Saved entries

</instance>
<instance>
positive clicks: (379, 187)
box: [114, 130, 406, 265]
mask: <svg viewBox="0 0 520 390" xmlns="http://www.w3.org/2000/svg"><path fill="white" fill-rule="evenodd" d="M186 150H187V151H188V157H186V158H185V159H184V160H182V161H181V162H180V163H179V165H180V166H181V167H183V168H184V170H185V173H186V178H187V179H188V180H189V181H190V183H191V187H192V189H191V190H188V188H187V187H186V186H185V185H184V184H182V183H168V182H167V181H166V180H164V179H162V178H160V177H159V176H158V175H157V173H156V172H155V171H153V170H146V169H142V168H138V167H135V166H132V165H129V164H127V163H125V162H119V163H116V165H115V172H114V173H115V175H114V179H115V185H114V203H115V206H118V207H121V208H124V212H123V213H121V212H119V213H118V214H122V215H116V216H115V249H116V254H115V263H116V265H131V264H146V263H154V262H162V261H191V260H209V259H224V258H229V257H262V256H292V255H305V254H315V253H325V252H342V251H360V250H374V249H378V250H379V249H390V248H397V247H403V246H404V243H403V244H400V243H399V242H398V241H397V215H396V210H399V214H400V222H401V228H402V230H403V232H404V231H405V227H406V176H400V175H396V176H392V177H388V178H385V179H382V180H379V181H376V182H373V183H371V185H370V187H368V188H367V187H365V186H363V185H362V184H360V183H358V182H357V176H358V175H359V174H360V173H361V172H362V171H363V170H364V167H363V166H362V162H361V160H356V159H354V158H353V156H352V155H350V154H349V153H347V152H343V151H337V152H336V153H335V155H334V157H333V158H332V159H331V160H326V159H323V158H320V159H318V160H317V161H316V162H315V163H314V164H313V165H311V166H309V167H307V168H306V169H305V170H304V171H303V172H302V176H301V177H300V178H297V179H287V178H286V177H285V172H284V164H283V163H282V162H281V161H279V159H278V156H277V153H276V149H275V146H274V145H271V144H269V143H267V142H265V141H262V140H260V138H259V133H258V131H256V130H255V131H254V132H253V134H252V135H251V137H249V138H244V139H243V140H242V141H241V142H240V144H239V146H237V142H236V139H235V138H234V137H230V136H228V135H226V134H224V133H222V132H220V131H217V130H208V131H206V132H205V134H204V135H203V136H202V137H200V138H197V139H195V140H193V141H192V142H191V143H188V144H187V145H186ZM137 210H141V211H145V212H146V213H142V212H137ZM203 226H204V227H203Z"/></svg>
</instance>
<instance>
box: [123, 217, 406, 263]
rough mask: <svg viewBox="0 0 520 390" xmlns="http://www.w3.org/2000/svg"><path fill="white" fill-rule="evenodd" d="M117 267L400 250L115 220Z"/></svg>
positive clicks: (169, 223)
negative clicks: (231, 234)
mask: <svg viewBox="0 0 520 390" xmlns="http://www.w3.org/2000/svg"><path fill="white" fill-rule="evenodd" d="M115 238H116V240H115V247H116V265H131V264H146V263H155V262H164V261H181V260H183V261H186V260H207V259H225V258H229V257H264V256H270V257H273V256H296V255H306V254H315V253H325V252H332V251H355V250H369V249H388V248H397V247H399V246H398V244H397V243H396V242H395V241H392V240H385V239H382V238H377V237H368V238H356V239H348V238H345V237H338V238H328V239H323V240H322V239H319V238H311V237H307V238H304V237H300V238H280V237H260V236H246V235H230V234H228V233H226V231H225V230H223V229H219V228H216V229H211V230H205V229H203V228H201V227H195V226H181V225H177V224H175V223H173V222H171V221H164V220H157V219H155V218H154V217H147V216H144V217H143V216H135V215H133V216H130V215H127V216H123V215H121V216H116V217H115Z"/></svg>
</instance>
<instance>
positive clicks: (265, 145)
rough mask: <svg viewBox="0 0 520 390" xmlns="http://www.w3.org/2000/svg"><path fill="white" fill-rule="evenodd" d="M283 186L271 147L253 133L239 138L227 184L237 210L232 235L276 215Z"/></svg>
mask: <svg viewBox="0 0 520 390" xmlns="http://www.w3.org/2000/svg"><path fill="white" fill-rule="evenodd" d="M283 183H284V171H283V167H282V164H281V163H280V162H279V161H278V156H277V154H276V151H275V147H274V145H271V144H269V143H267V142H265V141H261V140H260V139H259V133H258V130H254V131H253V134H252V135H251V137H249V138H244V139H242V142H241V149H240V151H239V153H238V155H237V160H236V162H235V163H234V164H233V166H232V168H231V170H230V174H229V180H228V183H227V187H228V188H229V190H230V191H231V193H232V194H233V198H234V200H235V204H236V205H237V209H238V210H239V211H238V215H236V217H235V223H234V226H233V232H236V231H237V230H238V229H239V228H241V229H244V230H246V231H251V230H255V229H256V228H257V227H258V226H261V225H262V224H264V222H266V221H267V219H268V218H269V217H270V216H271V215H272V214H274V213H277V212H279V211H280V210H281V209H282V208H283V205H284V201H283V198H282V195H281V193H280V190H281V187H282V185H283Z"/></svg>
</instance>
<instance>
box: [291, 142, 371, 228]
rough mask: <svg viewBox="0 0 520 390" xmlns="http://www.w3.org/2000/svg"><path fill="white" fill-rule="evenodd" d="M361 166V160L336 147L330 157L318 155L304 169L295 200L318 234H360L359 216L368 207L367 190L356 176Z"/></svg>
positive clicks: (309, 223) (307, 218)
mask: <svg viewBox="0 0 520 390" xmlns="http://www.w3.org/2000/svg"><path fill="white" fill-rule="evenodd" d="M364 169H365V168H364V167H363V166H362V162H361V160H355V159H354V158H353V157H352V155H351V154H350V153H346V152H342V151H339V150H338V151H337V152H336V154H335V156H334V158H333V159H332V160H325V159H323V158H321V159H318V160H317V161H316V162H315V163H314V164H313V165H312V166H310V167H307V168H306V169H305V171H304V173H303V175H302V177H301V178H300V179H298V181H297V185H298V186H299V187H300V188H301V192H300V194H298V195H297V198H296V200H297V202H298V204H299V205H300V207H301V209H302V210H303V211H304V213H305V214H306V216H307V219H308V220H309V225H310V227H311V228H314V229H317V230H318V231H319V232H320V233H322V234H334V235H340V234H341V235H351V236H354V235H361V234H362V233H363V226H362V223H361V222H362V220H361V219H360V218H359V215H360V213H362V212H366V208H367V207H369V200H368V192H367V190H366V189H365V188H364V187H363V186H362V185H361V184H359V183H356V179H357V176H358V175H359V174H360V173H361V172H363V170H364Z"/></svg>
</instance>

* Your objective: List every line of the material that contains the string "positive", matching case exactly.

* Answer for the task:
positive clicks: (379, 187)
positive clicks: (169, 223)
positive clicks: (265, 145)
positive clicks: (309, 223) (307, 218)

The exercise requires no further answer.